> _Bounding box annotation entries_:
— START —

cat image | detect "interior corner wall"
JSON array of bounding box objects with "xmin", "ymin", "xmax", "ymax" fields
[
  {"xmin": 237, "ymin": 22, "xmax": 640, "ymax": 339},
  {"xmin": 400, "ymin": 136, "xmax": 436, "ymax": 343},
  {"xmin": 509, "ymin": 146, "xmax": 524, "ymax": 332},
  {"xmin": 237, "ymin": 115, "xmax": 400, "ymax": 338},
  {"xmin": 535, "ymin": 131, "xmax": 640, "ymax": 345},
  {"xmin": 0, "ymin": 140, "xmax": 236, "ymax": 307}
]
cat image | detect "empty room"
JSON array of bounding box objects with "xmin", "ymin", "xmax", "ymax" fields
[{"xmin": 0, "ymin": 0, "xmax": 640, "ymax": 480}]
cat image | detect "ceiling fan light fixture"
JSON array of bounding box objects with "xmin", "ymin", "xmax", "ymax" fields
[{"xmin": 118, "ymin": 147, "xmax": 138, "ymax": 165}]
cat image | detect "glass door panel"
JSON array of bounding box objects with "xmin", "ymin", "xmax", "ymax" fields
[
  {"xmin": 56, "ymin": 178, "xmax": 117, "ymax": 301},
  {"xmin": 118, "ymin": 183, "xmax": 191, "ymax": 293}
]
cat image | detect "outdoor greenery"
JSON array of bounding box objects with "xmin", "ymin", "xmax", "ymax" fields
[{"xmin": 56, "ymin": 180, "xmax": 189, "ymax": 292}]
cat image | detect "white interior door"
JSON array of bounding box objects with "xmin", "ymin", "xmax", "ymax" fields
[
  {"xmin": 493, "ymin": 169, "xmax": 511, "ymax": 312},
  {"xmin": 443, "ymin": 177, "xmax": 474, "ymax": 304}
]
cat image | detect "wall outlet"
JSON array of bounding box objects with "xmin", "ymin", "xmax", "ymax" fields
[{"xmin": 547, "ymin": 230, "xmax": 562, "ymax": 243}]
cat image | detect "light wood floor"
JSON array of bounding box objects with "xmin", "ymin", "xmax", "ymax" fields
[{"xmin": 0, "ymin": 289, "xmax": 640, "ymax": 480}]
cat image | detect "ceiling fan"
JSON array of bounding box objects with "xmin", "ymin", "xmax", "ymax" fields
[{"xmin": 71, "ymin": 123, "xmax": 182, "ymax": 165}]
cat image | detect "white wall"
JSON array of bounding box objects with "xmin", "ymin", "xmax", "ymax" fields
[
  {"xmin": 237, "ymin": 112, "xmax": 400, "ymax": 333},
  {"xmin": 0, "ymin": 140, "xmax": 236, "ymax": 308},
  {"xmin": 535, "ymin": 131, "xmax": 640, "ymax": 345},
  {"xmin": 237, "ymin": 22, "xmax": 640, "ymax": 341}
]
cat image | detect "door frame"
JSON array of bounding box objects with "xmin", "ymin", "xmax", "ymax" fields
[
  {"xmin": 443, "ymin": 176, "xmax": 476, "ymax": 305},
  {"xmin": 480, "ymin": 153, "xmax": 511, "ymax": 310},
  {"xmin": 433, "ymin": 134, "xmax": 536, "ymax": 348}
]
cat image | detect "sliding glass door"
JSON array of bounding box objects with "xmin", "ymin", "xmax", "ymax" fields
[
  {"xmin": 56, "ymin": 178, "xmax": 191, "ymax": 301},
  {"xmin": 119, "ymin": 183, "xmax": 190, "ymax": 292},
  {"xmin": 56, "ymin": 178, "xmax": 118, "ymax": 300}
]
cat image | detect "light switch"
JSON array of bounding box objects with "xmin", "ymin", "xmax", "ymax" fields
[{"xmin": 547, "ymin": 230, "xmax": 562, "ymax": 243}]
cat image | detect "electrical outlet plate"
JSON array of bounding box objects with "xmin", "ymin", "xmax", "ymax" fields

— END —

> _Work instructions_:
Which lines of the material contain the word "ceiling", with case counting? Report each of those lines in full.

> _Written answer_:
cat image | detect "ceiling fan light fixture"
cat image | detect "ceiling fan"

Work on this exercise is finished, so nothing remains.